§ **What the exercise asks**
I'd like every line from the material below that has "cookie" in it.

####################

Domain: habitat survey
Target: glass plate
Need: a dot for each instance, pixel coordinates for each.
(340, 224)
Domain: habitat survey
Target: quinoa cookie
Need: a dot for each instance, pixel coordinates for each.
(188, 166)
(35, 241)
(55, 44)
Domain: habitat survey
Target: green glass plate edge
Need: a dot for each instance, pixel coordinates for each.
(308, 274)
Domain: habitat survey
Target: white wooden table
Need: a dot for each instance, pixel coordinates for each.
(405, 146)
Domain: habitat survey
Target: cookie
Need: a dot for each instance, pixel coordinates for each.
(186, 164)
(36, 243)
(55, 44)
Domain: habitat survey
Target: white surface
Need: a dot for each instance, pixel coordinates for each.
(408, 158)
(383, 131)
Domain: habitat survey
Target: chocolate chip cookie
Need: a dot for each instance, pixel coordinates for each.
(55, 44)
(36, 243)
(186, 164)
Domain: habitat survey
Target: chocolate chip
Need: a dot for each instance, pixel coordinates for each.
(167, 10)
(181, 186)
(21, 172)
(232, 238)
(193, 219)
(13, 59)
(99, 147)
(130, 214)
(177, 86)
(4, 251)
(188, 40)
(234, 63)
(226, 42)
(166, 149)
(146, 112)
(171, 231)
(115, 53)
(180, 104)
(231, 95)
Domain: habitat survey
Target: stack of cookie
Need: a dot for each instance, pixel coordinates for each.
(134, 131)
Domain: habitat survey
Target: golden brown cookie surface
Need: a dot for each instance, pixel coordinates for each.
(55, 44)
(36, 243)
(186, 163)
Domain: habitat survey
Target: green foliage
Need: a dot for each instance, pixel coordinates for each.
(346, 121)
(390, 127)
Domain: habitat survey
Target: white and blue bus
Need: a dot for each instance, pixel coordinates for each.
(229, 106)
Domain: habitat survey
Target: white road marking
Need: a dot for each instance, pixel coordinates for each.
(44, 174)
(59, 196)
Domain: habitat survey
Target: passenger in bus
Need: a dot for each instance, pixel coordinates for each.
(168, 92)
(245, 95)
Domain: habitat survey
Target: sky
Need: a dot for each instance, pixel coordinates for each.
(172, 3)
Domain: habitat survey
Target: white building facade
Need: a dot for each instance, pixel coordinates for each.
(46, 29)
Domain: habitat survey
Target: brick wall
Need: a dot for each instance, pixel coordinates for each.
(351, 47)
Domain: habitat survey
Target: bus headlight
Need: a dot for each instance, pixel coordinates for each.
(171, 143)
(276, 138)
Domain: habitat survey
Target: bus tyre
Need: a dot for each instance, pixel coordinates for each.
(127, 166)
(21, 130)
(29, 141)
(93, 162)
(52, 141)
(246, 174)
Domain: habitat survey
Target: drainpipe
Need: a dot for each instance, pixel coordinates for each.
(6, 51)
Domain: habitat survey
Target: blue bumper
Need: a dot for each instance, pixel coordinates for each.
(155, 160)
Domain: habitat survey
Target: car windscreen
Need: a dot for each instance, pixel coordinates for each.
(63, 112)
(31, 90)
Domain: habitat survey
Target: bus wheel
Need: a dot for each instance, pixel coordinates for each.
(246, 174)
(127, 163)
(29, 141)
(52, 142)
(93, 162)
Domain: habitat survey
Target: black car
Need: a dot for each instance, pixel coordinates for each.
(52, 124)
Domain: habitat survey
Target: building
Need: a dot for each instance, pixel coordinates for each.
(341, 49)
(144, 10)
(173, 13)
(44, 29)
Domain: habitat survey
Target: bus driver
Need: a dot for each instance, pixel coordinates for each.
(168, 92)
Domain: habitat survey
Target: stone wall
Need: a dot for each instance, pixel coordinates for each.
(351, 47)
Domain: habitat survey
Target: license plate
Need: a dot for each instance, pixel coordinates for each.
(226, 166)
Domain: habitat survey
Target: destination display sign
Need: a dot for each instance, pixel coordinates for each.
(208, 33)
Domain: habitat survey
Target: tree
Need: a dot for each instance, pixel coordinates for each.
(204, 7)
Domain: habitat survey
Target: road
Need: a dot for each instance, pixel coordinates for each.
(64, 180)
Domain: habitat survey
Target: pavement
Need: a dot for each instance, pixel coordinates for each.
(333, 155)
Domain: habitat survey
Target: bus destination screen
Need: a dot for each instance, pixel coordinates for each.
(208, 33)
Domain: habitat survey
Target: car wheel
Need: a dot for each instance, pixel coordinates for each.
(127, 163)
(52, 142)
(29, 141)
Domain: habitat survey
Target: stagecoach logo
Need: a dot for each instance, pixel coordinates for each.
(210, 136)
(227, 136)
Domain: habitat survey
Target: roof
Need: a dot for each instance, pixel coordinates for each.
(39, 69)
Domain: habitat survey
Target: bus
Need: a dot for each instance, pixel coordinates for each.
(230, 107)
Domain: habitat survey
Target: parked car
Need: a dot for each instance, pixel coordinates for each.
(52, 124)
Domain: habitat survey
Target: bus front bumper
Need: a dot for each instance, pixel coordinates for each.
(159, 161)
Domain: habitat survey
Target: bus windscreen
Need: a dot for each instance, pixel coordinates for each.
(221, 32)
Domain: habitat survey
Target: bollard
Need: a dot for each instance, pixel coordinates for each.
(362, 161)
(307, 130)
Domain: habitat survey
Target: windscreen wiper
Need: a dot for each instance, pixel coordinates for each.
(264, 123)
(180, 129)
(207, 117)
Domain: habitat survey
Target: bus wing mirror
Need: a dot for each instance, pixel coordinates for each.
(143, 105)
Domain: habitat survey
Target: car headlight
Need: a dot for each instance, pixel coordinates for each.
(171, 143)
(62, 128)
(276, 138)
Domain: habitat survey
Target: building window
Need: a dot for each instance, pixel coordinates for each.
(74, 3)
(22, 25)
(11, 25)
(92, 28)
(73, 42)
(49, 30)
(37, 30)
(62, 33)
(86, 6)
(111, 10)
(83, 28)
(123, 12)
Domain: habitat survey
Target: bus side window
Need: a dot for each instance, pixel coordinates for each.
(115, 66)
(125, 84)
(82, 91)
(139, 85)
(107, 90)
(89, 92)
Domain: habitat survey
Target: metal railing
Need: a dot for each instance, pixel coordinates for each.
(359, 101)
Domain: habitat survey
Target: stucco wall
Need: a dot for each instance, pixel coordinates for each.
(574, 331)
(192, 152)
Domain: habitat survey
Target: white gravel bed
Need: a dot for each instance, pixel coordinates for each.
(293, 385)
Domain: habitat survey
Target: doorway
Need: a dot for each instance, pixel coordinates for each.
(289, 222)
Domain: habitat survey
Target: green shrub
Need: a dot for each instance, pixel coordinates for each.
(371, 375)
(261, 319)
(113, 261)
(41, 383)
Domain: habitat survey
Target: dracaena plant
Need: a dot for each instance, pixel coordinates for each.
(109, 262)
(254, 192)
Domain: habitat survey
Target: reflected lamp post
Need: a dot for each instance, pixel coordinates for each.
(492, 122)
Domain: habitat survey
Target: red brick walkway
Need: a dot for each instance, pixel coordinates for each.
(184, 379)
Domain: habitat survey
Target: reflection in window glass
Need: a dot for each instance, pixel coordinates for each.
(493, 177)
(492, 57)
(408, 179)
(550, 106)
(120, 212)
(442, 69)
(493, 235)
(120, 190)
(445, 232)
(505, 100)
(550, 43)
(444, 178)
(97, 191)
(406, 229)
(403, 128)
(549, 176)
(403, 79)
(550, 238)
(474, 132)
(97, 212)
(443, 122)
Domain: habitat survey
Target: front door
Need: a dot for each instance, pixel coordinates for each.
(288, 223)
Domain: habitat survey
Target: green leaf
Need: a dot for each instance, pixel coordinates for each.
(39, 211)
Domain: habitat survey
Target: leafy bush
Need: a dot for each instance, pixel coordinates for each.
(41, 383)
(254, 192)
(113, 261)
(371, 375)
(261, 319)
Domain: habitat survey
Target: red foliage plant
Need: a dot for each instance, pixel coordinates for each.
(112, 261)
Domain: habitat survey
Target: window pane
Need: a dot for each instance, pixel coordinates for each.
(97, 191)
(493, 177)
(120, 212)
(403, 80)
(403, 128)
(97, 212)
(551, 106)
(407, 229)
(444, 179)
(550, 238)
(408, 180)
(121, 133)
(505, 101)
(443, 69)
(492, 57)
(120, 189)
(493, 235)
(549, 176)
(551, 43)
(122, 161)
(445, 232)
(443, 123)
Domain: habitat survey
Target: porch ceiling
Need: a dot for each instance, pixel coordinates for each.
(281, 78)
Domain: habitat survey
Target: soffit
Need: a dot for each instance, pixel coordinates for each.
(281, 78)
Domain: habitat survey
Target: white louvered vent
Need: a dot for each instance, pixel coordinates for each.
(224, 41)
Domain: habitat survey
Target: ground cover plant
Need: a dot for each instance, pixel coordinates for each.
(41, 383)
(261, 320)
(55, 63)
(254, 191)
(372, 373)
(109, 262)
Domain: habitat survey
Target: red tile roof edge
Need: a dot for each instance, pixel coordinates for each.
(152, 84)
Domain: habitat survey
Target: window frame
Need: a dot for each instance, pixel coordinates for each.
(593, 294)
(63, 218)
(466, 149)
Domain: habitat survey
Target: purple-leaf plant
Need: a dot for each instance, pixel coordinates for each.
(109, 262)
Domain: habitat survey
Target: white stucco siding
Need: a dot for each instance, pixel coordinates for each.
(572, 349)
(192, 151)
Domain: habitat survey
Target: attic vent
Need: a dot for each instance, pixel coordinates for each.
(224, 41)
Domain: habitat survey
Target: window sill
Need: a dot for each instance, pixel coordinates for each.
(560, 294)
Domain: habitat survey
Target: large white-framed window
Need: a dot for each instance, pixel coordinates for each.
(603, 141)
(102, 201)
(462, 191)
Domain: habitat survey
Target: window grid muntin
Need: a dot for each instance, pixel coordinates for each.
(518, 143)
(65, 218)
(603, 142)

####################

§ **Finished exercise**
Target: quinoa cookie
Target: cookie
Target: chocolate chip cookie
Target: stack of cookie
Target: golden brown cookie surface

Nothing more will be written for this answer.